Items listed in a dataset
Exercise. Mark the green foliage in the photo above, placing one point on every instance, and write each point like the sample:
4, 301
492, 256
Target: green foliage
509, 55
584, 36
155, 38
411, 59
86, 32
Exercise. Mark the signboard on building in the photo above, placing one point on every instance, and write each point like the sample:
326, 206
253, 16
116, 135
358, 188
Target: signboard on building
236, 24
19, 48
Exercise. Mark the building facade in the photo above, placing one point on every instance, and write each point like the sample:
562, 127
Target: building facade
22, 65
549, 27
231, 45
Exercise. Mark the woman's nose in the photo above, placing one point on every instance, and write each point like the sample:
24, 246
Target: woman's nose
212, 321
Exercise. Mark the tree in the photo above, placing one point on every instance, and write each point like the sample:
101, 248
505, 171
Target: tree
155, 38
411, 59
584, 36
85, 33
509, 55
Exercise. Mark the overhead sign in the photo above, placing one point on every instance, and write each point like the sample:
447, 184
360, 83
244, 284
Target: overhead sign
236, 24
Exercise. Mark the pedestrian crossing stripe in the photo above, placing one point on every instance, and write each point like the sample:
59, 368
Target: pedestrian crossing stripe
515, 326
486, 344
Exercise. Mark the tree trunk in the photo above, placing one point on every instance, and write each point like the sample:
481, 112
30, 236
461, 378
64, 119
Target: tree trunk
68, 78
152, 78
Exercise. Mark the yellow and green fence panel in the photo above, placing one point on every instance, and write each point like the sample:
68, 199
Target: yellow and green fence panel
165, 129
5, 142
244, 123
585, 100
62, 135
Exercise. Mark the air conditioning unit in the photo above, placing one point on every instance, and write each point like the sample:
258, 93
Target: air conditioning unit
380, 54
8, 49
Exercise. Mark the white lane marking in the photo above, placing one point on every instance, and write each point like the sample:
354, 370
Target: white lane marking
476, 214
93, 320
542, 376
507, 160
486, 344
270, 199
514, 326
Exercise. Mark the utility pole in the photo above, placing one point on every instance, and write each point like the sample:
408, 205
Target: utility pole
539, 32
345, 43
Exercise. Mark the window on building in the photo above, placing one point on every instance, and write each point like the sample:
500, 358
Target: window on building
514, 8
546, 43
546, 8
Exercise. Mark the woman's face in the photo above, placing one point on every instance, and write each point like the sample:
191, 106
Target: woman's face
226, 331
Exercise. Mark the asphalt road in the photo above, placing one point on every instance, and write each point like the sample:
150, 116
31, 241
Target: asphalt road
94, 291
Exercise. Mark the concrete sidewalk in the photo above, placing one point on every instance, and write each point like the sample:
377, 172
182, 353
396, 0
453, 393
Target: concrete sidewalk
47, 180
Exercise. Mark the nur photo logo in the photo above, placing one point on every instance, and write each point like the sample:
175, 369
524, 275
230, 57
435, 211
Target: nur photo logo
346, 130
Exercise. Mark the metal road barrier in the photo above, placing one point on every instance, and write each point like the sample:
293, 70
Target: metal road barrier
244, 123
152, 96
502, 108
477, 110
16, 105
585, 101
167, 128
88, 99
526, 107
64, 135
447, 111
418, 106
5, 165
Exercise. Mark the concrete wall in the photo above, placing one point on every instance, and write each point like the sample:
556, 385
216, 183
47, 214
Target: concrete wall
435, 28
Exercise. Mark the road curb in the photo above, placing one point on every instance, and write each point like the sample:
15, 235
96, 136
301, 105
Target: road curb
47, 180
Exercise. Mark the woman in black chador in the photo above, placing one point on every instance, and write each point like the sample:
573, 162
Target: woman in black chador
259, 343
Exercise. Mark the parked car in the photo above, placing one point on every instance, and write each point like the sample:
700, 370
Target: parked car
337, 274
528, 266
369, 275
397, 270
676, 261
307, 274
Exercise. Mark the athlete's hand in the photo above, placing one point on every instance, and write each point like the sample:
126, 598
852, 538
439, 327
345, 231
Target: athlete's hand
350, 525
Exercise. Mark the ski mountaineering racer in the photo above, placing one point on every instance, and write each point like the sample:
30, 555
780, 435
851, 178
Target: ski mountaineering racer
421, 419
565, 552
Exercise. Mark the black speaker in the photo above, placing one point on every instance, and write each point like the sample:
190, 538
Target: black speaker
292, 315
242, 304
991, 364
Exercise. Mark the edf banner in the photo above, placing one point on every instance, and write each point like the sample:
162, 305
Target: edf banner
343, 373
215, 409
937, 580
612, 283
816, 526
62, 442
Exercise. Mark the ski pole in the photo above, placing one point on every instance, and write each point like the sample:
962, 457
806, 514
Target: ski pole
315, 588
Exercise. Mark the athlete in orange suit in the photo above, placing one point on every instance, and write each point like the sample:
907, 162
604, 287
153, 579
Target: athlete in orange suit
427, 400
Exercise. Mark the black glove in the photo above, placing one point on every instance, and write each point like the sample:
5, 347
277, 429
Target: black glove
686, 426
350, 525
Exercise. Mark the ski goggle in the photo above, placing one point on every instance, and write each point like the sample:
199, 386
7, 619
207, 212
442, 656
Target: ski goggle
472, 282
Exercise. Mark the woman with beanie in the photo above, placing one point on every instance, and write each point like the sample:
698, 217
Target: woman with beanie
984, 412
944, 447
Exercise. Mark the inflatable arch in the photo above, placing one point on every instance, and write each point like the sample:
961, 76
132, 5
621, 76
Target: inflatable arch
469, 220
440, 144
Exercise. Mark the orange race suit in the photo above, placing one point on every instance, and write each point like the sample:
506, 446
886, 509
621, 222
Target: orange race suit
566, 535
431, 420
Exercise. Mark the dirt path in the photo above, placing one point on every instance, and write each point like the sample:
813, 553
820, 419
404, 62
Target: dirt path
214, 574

How to complete this task
Give back all the data exactly as it was written.

Answer space
Exercise. Mark the green foliage in the photo above, placing one point on every instance, and write each point like the sample:
4, 301
492, 256
Target: green foliage
509, 55
584, 36
155, 38
411, 59
86, 32
Exercise. Mark the signboard on building in the photo above, placing one point on every instance, and write each point like the sample:
326, 206
253, 16
116, 135
358, 188
Target: signboard on building
236, 24
19, 48
Exercise. Mark the building facade in the photo above, placing one point on every instance, and write each point like the sample:
562, 127
Target: building facade
22, 65
549, 27
231, 45
Exercise. Mark the woman's nose in the photo above, placing one point on every instance, and write each point like the sample:
24, 246
Target: woman's nose
212, 321
Exercise. Mark the tree in the photo above, placing one point on every instance, and write each point like the sample:
101, 248
505, 171
Target: tree
155, 38
411, 59
584, 36
85, 33
509, 55
Exercise. Mark the overhead sign in the photo above, placing one point on every instance, and write each point like the sample:
447, 184
360, 83
244, 284
Target: overhead sign
236, 24
Exercise. Mark the pedestrian crossing stripe in the photo above, placing one point on every instance, and write each point like the sample:
59, 368
Target: pedestrian crossing stripe
515, 326
486, 344
Exercise. Mark the tree trunk in the photo above, placing one point on every instance, and write each point like the sample:
481, 112
30, 236
461, 378
64, 119
Target: tree trunk
68, 78
152, 78
Exercise. Mark the yellow and green fence panel in the photo above, placing one point on every instance, and write each point like the sample:
68, 199
Target: yellow and green fence panel
165, 129
5, 142
244, 123
585, 100
62, 135
Exercise. Mark the air conditioning unit in the photo above, placing one point on every instance, and write each point like the sample:
258, 93
Target: air conditioning unit
380, 54
8, 49
Exercise. Mark the white lane marking in the photo above, placing one point on every instance, and write each point like the sample:
354, 370
Target: white lane marking
476, 214
93, 320
542, 376
507, 160
486, 344
270, 199
514, 326
Exercise. Mark the utility pole in the photo above, placing one point on every instance, and write each point like the sample:
408, 205
Target: utility pole
539, 32
345, 43
Exercise. Mark the window on building in the photo above, placing one point on every instance, and write each point like the sample:
500, 358
Target: window on building
514, 8
546, 43
546, 8
Exercise. Mark the woman's face in the photo above, placing one point on every instance, and write each point like the sample:
191, 106
Target: woman's face
226, 331
Exercise. Mark the asphalt road in the photo above, placing one point on every instance, and write each point like the sample:
150, 116
31, 241
Target: asphalt road
94, 291
Exercise. Mark the concrete sidewalk in the photo above, placing one point on every instance, and write each point like the sample:
377, 172
182, 353
396, 0
453, 393
Target: concrete sidewalk
47, 180
Exercise. Mark the nur photo logo in the photo above, placing one point on every instance, and write each point like the sample:
175, 369
524, 275
230, 57
435, 211
Target: nur photo logo
346, 130
Exercise. Mark the metal road barrier in the photo above, placing one point on every instance, and write each point like the sample:
293, 70
Target: metal road barrier
244, 123
152, 96
502, 108
477, 110
16, 105
585, 101
167, 128
88, 99
526, 107
64, 135
447, 111
418, 106
5, 165
Exercise. Mark the concrete wall in the photo above, placing one point on every instance, and write each point like the sample:
556, 385
216, 183
47, 214
Target: concrete wall
435, 28
Exercise. Mark the road curb in the photo above, placing one point on every instance, and write each point like the sample:
15, 235
96, 136
301, 105
Target: road curb
47, 180
Exercise. Mark the woman in black chador in the photo above, placing one point on every instance, and write each point like the sample:
573, 162
Target: woman in black chador
259, 343
Exercise. Mark the parked car in the photo above, placing one point on every instance, and write each point like the sample:
700, 370
Target: parked car
337, 274
528, 266
369, 275
397, 270
676, 261
307, 274
Exercise. Mark the athlete's hand in the photo above, placing one point on every instance, and write each point like the sample:
126, 598
852, 538
439, 327
345, 231
Target: athlete's hand
350, 525
Exercise. Mark the ski mountaineering racer in the photo above, placing one point on every instance, and write each point like the sample:
30, 555
780, 435
851, 178
Target: ski mountaineering racer
421, 419
565, 552
Exercise. Mark the black speaker in the photo above, placing one point on every instance, and write each point like the sample:
190, 538
Target: black speaker
292, 315
242, 304
991, 364
Exercise. Mark the edf banner in the photo above, placing one point on every instance, and write each point like the sample:
162, 305
Target: edf banner
343, 373
215, 409
937, 580
612, 283
816, 526
62, 442
Exercise. Mark the ski pole in the photo above, placing one point on every instance, and write each point like the sample:
962, 457
806, 514
Target: ski pole
315, 588
Exercise. Mark the athlete in orange suit in the photo above, placing one point on every instance, and write each point like the sample:
907, 162
604, 287
153, 579
Target: athlete in orange suit
427, 400
Exercise. Mark the black glove in the photo above, placing one point on every instance, and write each point like the sample:
5, 347
277, 429
Target: black glove
686, 426
350, 525
Exercise. Mark the ski goggle in the photo above, placing one point on every instance, and write each point like the sample:
199, 386
7, 619
207, 212
442, 656
Target: ski goggle
472, 282
Exercise. Mark the woman with beanie in the photo above, placing one point on every instance, and write each point like the sample:
698, 217
Target: woman with beanie
984, 412
944, 447
Exercise. Mark the inflatable arch in the photo above, placing one point on every instance, and write each point like the sample:
961, 76
132, 5
621, 76
Target: inflatable arch
469, 220
440, 144
Exercise. Mark the orange race suit in the photo above, placing one point on every instance, and write each point like the sample:
506, 446
886, 509
621, 222
Target: orange race suit
566, 535
431, 420
Exercise. Mark the dirt path in the photo above, placing one point on every instance, and write each point like the sample:
813, 553
820, 419
404, 62
Target: dirt path
214, 574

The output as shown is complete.